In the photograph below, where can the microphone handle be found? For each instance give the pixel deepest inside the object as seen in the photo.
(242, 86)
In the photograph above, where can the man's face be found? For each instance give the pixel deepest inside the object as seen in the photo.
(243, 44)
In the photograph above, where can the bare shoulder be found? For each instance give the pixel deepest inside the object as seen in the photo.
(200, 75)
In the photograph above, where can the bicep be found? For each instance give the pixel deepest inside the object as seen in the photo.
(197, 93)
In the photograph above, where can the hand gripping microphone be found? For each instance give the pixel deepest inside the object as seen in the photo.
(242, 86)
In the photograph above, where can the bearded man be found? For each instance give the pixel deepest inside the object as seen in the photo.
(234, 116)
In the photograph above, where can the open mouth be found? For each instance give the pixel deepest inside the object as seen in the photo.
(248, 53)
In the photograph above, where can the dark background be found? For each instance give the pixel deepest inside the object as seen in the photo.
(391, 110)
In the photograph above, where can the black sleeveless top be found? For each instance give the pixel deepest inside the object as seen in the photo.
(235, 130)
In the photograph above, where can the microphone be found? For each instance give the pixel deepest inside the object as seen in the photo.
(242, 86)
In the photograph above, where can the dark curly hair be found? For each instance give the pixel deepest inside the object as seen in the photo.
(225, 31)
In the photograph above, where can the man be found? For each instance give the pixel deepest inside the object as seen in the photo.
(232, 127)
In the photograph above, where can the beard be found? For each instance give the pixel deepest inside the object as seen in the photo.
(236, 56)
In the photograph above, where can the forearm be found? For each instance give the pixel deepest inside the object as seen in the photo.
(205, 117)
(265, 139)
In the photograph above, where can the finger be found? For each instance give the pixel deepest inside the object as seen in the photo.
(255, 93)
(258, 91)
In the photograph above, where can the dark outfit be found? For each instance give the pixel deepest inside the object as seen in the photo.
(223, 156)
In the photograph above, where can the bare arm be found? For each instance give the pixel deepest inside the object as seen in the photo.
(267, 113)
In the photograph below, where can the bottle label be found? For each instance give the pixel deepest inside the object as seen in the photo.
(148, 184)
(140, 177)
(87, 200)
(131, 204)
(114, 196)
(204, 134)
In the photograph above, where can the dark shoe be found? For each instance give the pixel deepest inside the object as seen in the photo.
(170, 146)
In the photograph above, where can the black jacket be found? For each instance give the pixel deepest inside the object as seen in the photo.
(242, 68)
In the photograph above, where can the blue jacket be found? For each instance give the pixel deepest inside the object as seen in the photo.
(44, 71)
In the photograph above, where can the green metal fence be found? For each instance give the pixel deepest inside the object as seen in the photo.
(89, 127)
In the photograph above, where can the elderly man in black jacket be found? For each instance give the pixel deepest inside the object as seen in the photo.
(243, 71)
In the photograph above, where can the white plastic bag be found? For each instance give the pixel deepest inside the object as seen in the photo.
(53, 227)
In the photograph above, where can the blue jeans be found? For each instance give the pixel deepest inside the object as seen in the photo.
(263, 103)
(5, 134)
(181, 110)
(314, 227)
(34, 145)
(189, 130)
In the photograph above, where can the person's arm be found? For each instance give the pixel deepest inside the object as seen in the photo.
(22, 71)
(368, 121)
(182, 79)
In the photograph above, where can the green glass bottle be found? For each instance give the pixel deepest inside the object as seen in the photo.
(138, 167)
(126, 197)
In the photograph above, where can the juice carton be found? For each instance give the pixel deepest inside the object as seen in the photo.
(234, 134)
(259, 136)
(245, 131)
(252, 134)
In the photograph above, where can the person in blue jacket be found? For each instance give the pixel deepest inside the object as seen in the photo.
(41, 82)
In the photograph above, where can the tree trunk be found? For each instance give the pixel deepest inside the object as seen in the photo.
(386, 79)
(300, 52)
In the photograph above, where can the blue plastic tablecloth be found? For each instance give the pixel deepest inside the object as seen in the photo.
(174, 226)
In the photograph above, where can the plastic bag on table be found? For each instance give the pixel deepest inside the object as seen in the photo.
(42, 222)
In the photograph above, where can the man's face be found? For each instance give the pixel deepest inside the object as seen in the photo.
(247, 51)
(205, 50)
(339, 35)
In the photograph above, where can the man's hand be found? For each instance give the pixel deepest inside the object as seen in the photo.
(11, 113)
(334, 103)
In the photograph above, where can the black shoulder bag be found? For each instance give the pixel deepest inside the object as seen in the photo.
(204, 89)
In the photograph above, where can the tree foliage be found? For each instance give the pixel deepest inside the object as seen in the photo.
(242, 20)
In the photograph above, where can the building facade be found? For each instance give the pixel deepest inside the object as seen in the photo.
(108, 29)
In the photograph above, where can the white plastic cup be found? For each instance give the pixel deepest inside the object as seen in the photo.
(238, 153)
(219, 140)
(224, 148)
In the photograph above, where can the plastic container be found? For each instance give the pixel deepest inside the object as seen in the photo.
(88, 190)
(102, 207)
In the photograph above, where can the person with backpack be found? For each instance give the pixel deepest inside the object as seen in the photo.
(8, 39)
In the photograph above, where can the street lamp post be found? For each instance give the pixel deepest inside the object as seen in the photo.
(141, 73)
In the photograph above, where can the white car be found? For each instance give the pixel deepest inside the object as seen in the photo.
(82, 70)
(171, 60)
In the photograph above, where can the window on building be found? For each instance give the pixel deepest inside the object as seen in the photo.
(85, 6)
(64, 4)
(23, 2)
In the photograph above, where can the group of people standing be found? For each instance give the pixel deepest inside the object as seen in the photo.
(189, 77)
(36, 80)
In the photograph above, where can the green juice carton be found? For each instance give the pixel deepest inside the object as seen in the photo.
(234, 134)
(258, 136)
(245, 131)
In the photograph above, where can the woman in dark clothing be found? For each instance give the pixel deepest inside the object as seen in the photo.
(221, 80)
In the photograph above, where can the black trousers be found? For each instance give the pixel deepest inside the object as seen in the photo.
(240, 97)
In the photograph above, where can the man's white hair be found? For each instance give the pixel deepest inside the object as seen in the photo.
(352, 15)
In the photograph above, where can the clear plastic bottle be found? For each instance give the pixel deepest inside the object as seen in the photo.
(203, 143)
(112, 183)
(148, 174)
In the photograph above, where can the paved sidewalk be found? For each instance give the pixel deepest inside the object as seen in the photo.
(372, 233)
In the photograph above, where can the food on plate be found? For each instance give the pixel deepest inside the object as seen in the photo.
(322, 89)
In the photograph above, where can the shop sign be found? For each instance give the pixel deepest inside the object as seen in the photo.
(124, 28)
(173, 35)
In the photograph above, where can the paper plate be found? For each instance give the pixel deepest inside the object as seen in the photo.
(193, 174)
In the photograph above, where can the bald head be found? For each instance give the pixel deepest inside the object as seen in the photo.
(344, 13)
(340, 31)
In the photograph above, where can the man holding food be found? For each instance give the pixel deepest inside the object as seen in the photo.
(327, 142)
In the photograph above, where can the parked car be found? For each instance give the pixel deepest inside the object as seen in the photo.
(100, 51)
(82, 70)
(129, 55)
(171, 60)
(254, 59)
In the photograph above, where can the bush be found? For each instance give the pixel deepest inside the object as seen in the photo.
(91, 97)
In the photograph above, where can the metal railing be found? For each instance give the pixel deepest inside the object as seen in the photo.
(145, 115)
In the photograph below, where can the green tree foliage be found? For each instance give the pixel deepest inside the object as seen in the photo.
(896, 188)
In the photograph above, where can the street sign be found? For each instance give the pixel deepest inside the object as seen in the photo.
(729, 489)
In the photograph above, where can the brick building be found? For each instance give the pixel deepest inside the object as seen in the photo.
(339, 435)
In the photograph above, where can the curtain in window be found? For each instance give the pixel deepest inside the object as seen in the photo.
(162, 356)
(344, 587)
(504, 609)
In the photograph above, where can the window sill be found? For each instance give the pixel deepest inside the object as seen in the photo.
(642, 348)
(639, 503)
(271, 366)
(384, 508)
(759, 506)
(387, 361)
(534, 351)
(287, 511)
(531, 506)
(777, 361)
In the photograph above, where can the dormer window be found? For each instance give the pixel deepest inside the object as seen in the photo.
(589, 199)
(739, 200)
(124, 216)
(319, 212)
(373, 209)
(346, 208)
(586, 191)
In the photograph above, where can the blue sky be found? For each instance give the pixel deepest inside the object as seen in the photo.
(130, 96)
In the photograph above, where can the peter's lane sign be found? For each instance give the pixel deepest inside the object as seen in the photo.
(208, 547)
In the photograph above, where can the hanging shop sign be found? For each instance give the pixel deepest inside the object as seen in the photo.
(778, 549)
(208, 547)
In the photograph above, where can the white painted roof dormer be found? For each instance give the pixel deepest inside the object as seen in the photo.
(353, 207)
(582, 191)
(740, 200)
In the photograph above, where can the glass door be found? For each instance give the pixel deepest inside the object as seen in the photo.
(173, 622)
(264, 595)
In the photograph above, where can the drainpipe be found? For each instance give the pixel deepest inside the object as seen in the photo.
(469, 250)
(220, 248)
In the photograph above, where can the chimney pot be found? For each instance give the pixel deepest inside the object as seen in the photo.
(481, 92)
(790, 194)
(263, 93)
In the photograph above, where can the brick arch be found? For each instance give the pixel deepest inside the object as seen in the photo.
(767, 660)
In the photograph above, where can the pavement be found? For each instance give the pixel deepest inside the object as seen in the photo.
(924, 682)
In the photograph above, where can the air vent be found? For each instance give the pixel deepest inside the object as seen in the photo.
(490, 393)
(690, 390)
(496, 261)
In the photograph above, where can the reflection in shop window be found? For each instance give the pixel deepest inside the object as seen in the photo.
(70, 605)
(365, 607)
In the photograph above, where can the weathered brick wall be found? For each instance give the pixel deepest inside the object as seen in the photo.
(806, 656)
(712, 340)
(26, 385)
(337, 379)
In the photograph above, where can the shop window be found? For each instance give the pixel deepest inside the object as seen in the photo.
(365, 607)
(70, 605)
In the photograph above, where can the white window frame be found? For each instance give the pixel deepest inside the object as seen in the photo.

EXERCISE DETAILS: Copy, character for character, the lines from the line that holds "In the photograph above, where can the hanging" through the final line of the records above.

TASK RESULT:
In the photograph above, where can the hanging shop sign be found? For each instance give the pixel deepest inside the object as seen in the photo.
(778, 549)
(208, 547)
In the photograph above, where can the white painted roof dormer be found? For each instance give the pixel deepest inside the object as seen in the photo.
(353, 207)
(582, 191)
(740, 200)
In the photograph above, where can the glass door be found? For each instance give the pixel deepest inside the object as seen in the photo.
(173, 622)
(264, 595)
In the photograph above, where can the drainpipe be found? For each instance give the pixel deepest inside the object as seen in the photo.
(469, 250)
(220, 248)
In the photograph above, where can the chimney pot be found? For each instance give the pixel deepest inside the object as seen in the photo.
(481, 92)
(790, 194)
(263, 93)
In the photograph above, where can the brick arch be found? For each instance give the pixel deepest inside the object as seen in the photo.
(767, 660)
In the photograph above, where can the pavement be found? For each instance give the pixel deepest inside the object as seen in the photo.
(924, 682)
In the photograph above, where can the air vent be found? For each instance give the pixel deepest inside the object as seen in the photo.
(490, 393)
(690, 390)
(496, 261)
In the photograph above, where can the reflection in shop window be found? For each instance give the pixel deepest inside the object as seen in the photo.
(70, 605)
(365, 607)
In the photograph above, where can the weathered brick wall be found? For each instance give the pixel deepest inside the object as seen in the photo.
(806, 656)
(712, 340)
(26, 385)
(337, 379)
In the photograph above, where can the shop window be found? For each instance give the pixel deepest inside the object as seen in the photo.
(365, 607)
(70, 605)
In the photograph above, where can the white window frame be found? For each instance give the pixel deepest inside the object as seen in the photo.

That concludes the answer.